Challenge |
Reproduce the entire listing below verbatim, omitting the pictures.

>> START

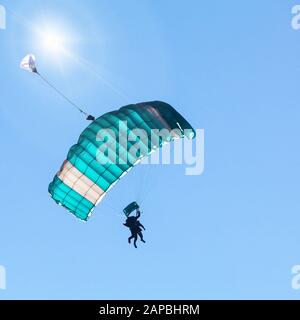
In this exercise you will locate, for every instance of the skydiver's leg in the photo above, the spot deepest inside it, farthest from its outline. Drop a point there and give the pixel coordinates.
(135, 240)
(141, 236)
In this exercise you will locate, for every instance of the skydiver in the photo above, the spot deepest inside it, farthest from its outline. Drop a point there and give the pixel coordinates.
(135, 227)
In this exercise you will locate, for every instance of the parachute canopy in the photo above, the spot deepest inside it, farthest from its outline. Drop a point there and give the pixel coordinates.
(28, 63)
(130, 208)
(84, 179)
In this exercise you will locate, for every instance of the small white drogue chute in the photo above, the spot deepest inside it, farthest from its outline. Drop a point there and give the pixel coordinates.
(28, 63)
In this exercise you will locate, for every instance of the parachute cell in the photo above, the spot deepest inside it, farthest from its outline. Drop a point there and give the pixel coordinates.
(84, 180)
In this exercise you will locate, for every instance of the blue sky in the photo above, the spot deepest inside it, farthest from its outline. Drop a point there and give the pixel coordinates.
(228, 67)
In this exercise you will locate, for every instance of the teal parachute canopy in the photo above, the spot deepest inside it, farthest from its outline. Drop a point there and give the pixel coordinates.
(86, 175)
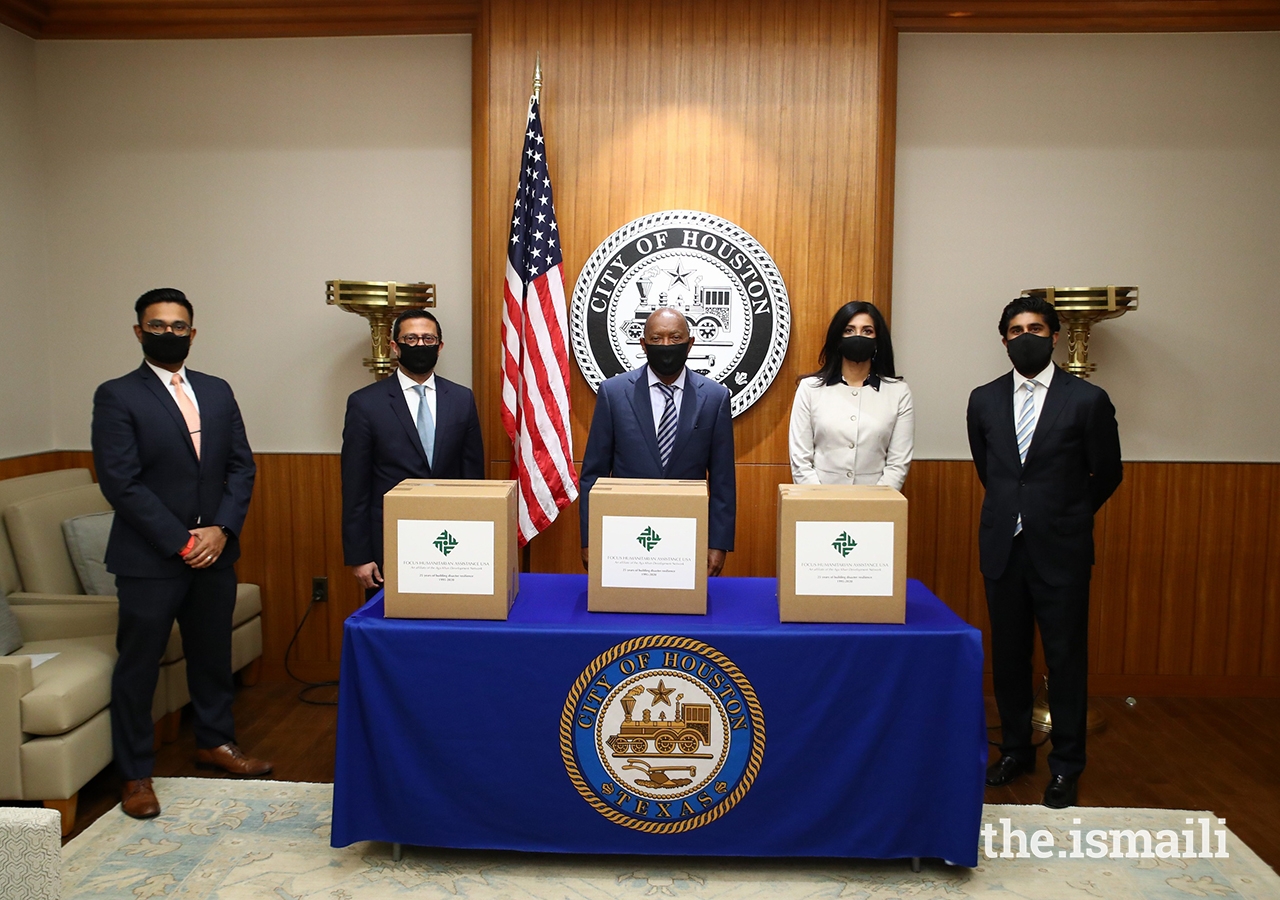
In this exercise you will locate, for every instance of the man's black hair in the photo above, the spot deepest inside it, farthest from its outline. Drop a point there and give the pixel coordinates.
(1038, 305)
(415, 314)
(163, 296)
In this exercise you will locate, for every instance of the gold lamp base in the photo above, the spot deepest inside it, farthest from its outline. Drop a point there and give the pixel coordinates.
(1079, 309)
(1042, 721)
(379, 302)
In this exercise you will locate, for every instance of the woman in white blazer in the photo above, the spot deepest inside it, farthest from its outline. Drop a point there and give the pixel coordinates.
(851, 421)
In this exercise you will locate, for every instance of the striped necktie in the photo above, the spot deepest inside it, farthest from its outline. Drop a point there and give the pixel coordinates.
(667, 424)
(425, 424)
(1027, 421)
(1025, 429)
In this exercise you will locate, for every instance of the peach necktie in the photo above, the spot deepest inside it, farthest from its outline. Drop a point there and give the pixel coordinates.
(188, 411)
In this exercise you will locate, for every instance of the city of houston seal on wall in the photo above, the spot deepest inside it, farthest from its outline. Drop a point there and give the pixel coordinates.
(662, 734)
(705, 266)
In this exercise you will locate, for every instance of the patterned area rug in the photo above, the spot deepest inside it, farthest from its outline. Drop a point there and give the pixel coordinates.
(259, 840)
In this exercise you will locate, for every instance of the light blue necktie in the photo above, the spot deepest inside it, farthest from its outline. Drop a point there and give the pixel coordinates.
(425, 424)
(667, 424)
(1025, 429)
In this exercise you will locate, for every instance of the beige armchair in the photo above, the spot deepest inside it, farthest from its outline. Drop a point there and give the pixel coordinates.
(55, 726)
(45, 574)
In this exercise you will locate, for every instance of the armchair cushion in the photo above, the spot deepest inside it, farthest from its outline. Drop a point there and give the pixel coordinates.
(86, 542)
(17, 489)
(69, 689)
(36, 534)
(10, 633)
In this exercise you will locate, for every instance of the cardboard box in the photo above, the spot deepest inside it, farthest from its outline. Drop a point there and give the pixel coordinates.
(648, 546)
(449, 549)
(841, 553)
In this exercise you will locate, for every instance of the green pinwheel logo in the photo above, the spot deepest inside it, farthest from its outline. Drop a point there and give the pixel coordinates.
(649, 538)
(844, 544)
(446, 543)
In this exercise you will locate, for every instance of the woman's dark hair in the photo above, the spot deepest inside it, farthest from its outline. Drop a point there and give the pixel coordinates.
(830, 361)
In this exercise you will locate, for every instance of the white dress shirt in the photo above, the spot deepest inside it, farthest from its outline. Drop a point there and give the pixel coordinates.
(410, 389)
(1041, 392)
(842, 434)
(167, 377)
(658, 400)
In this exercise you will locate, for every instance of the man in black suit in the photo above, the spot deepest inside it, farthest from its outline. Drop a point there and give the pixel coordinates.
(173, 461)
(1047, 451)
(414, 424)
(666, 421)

>> END

Task answer |
In this exercise you will locate, for every instance of the skydiver's leg in the photo above, the spot deepest inside it, farthest from its outline. Drop a point there and give the pixel coordinates.
(135, 240)
(141, 236)
In this exercise you will locate, for every instance of the skydiver in the photo above, the spot deepest inside it, farthest from its outline. Drop a point there and give the pixel coordinates.
(135, 227)
In this exercise you will locate, for every instance of the parachute canopy in the photo above, the spot deepest inside it, farthest from its outline. Drop a point there and give the pixel coordinates.
(28, 63)
(130, 208)
(84, 179)
In this exercise you will locate, for every instance of the small white drogue chute in the photo above, the spot deepest inside it, farthest from its outline. Drop a point there and give the pixel coordinates.
(28, 63)
In this exercise you will locate, for every instance of the parachute cell in the photo above, the spot deepest inside it, farthest from its outline. Drop a point there and give the pixel coordinates.
(84, 180)
In this exercise you will locate, for every instance of the blue sky in the photo above, the spot deepest inside it, farthest from its outline. Drop a point there and give the pixel coordinates.
(228, 67)
In this exercise you will locate, for every instance of the teal parachute canopy in the photo above, the spot deepest inside it, farthest from its outline. Drop a point there and give the pixel coordinates.
(86, 175)
In this exercise you will locate, for every instance of the man's black hair in the photo above, the spot deepest inside it, farthest from its outline. Drop a point there and give the pixel coordinates.
(1038, 305)
(415, 314)
(163, 296)
In this exercise you will locate, for every instance of the gold lamp base in the photo above, the spot deepest inside it, farthest from its outline. Drop a point there and give the pixel coordinates.
(1079, 309)
(1042, 721)
(379, 302)
In this exercise you will locate, for every instance of the woman in white blazer in the photo above, the spot deepest inside it, farthest from its outline. Drop a point there and give the pixel coordinates.
(851, 421)
In this exercise you will locate, for every instance of the striped necktie in the photo above, the spot deepest inside it, farthest from its outline. Drop a point there and give the pixel coordinates.
(667, 424)
(425, 424)
(1027, 421)
(1025, 429)
In this exercise you will locate, for every instance of the peach necktie in the photo above, the spot deepest inside it, farthest from its outline. Drop a point there and give the pixel coordinates.
(188, 411)
In this exercise you will locate, for every instance of the city of houston seal on wall in the photo above, the spot deepest inside it, farthest from its outline. Drop a point there and give the pixel coordinates.
(662, 734)
(705, 266)
In this exercise you will locate, for every instance of the patterned area rug in the photo above, the spot deepest inside it, farthest from its outline. Drop a point there and give the pixel coordinates.
(259, 840)
In this exercise you will locate, for every instance of the light blue necktie in the photo above, the spot deepest inside it, farthest from its outline. Drop a point there and give the pixel coordinates.
(425, 424)
(667, 424)
(1025, 429)
In this exercise you will locate, for every instance of the beige armchair in the photo above, the spot deepest inside it, farthest from its outline. Drop a point there and give the pixel coordinates.
(55, 726)
(45, 574)
In this exercise you will locate, for every instance of the armchair cushion in the photo above, the spot deepest inside it, farthest from its outline. Drop a point there and give the pixel coordinates.
(86, 542)
(17, 489)
(69, 689)
(36, 534)
(10, 633)
In this exercise you will locate, for every instance of the cardboard box in the photo above, the spot deepest inside it, farthest from its outline. Drop a point there and give the pixel coordinates.
(648, 546)
(449, 549)
(841, 553)
In this exercise you will locate, for every instance of the green pinwheel logo in the photo above, the spot deepest inside it, farthest from its outline. Drop a point there and give the pixel coordinates.
(649, 538)
(844, 544)
(446, 543)
In this exercise you will locate, for every instance of the woman's dark hair in the photo above, the spot deepest inside it, farthest from its outline. Drop a point there and give the pixel coordinates.
(830, 361)
In this exercise you will locate, for every instance of the white dress shirt in the photo above, the spot deepest inside it, farthest from its outline. Drop a point there and give the pixel coordinates.
(410, 389)
(1041, 392)
(842, 434)
(167, 377)
(658, 400)
In this exercise you will locate, for every instance of the man in black suit in the photo above, the spot deepest inside it, farthest from its outline. Drop a point there and give the pixel coordinates.
(173, 461)
(1047, 451)
(414, 424)
(666, 421)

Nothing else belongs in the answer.